#### Document text:
* * * * *
In 2079, when the world is increasingly devastated by floods and other climate disasters, renowned 102-year-old poet Fiona Skinner meets a young woman whose parents named her Luna after a woman mentioned in Fiona's world-famous work, "The Love Poem," written 75 years earlier. To answer the young woman's questions about the original Luna, Fiona tells the story of her childhood: After their father dies suddenly in 1981 and their mother, Noni, retreats to her bedroom in paralyzing depression, 4-year-old Fiona, 7-year-old Joe, 8-year-old Caroline, and 11-year-old Renee must fend for themselves for several years in what they call "the Pause" until Noni eventually reclaims her parental responsibility. The Pause creates a powerful bond among the children but affects each differently. Renee carries her take-charge sense of responsibility into a high-powered medical career but avoids having children of her own. Despite the disapproval of Noni, who has become wary of men and dependent womanhood, Caroline marries early and creates a perfect domestic world for her professor husband and their children without considering what world she wants for herself. Coddled, slightly clueless Fiona takes a mindless job at a nonprofit called ClimateSenseNow! (hint, hint) and writes a blog recounting each of her sexual experiences in numerical order. Passionately protective of his sisters, Joe is perhaps the most damaged. Despite early promise, his life skitters off the rails, redeemed only briefly by his love affair with the young bartender Luna before he suffers what Fiona calls his "accident." In reaction, the sisters re-examine their own priorities. A problem, especially in scenes involving Joe, is that Conklin sometimes describes private thoughts and feelings Fiona could not know, although according to the novel's framing device she is recounting her own memory of events.
Basically a lukewarm turn-of-the-21st-century family melodrama despite the intermittent, never adequately integrated references to a future wracked by climate change.
* * * * *
#### Work instruction A:
Answer these questions from the review.
(i) In what year does Fiona meet the young woman named Luna?
(ii) How old is Caroline when the children's father dies?
(iii) What kind of story does the review's final sentence call the book?
#### Work instruction B:
Revise the part of the review that opens with "Basically a lukewarm" and closes with "by climate change.", putting "tepid" in place of "lukewarm".

[Items listed in a dataset]
* * * * *
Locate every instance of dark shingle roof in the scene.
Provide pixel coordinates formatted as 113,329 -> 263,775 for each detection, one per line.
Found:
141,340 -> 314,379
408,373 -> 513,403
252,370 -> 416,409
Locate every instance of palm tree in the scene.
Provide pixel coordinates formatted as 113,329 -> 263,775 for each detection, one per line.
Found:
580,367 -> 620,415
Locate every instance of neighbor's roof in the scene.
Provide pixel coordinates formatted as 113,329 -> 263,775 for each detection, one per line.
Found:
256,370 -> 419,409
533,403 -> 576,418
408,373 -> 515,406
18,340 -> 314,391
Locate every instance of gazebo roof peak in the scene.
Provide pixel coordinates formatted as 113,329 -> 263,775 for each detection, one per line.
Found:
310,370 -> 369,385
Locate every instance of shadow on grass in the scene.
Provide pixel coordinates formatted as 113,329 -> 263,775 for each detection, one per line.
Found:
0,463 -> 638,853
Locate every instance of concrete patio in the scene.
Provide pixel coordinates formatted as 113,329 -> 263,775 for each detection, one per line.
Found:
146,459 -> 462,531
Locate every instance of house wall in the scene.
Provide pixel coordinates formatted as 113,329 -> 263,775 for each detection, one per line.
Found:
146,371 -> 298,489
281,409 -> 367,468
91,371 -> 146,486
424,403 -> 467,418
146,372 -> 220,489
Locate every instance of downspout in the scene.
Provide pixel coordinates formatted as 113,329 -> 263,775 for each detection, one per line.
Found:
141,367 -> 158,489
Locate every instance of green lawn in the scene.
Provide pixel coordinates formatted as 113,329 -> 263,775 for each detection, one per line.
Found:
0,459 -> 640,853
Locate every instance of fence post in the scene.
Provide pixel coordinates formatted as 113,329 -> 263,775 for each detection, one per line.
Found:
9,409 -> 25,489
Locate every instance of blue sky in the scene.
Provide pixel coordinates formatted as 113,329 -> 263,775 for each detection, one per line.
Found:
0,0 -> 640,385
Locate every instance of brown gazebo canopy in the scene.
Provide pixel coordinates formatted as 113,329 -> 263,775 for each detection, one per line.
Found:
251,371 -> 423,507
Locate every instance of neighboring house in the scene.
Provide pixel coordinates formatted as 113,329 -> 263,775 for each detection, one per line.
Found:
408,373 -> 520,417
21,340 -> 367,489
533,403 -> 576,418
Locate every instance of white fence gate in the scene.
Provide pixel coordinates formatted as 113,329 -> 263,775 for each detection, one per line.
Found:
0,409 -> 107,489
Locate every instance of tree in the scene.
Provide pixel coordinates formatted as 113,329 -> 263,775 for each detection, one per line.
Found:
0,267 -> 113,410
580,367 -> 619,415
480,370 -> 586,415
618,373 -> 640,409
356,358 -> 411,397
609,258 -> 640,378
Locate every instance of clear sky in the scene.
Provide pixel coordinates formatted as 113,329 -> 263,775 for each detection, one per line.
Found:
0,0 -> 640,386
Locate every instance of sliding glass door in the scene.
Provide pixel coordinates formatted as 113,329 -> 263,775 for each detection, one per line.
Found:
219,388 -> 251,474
* * * * *
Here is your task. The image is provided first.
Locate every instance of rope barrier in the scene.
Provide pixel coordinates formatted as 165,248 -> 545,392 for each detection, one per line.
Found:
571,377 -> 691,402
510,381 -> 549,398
* * * * *
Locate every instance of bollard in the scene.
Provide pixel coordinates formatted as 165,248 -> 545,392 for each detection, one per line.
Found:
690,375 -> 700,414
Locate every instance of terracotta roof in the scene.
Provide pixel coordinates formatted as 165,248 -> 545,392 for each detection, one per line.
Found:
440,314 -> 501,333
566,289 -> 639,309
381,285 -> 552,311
* * * * *
#### Written reply A:
(i) 2079
(ii) 8 years old
(iii) A lukewarm turn-of-the-21st-century family melodrama

#### Written reply B:
Basically a tepid turn-of-the-21st-century family melodrama despite the intermittent, never adequately integrated references to a future wracked by climate change.